What follows is a block of records; reproduce all of it verbatim.

(Point-per-instance localization data)
****
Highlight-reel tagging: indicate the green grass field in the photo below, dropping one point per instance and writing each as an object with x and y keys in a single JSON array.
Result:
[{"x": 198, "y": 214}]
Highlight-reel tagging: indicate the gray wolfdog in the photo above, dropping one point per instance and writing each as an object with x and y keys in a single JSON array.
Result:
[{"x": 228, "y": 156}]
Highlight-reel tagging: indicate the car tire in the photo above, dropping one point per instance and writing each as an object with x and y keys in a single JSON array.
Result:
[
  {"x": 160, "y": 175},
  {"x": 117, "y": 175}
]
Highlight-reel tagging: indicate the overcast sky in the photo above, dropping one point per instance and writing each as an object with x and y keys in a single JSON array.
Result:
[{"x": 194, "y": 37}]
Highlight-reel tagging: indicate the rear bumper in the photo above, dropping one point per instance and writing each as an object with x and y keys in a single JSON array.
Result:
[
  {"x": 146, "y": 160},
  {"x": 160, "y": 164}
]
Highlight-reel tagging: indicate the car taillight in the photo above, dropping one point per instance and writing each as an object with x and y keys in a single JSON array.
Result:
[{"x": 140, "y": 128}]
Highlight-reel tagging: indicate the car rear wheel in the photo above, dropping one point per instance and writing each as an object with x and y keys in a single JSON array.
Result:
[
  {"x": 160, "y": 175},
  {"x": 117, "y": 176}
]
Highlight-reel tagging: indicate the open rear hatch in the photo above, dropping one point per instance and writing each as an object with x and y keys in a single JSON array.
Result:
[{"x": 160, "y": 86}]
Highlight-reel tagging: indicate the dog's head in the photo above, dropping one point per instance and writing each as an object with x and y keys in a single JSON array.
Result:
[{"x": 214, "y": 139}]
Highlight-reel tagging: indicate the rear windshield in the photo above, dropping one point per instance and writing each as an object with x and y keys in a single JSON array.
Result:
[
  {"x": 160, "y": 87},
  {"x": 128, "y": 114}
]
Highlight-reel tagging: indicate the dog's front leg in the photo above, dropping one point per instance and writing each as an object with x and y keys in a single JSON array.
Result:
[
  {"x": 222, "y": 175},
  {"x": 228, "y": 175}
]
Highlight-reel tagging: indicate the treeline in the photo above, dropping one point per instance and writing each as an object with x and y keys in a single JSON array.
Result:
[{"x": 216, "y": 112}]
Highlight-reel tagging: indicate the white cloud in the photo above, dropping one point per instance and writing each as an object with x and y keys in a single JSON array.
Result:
****
● **RESULT OF THE EXERCISE**
Highlight-reel tagging: indicate the green grass field in the photo below, dropping one point per instance and writing each as an object with x and y keys in a single JSON array.
Result:
[{"x": 198, "y": 214}]
Highlight-reel tagging: indicate the gray wolfdog in the photo above, dropping one point per instance and writing each as an object with x and y keys in a single JSON array.
Result:
[{"x": 228, "y": 156}]
Highlight-reel tagging: indicate the car tire in the photo above, dropping one point per instance and writing each as an object with x and y keys in a single JSON array.
Result:
[
  {"x": 160, "y": 175},
  {"x": 117, "y": 175}
]
Highlight-reel tagging: indicate the overcast sky in the photo above, dropping one point per instance and writing each as an object with x and y keys in a single JSON array.
Result:
[{"x": 194, "y": 37}]
Highlight-reel tagging: indicate the rear bumper in the photo above, dropping one point per instance and writing each as an object with x and y keys in a single JSON array.
Result:
[
  {"x": 146, "y": 160},
  {"x": 160, "y": 164}
]
Highlight-reel tagging: indicate the car taillight in the photo above, dropping one point per instance and writing each as an object with x and y keys in a single JSON array.
Result:
[{"x": 140, "y": 128}]
Highlight-reel tagging: indicate the car rear wheel in the photo above, dropping one point per instance and writing each as an object with x and y keys in a single JSON array.
Result:
[
  {"x": 160, "y": 175},
  {"x": 117, "y": 176}
]
Highlight-reel tagging: indicate the open rear hatch in the photo above, dropping one point per instance and writing each as an object with x and y keys in a single JSON array.
Result:
[{"x": 160, "y": 86}]
Highlight-reel tagging: indicate the dog's head in the photo above, dropping one point per instance and writing each as an object with x and y keys in a single JSON array.
Result:
[{"x": 214, "y": 139}]
Highlight-reel tagging: indicate the rear windshield in the photo above, dropping one point per instance and writing each as an object with x and y keys in a single JSON array.
Result:
[
  {"x": 160, "y": 87},
  {"x": 128, "y": 114}
]
Highlight-reel tagging: indicate the dog's front leg in the photo above, dropping one point per instance and writing each as an object with x and y keys in a single JSON array.
Result:
[
  {"x": 222, "y": 175},
  {"x": 228, "y": 175}
]
Highlight-reel tagging: indicate the treeline in the photo above, dropping one point per instance and writing each as an object with x and y keys in a single JSON array.
Result:
[{"x": 216, "y": 112}]
Highlight-reel tagging: indicate the white cloud in the photo above, dropping one point per instance and writing each as an object with x and y keys in a single JSON array.
Result:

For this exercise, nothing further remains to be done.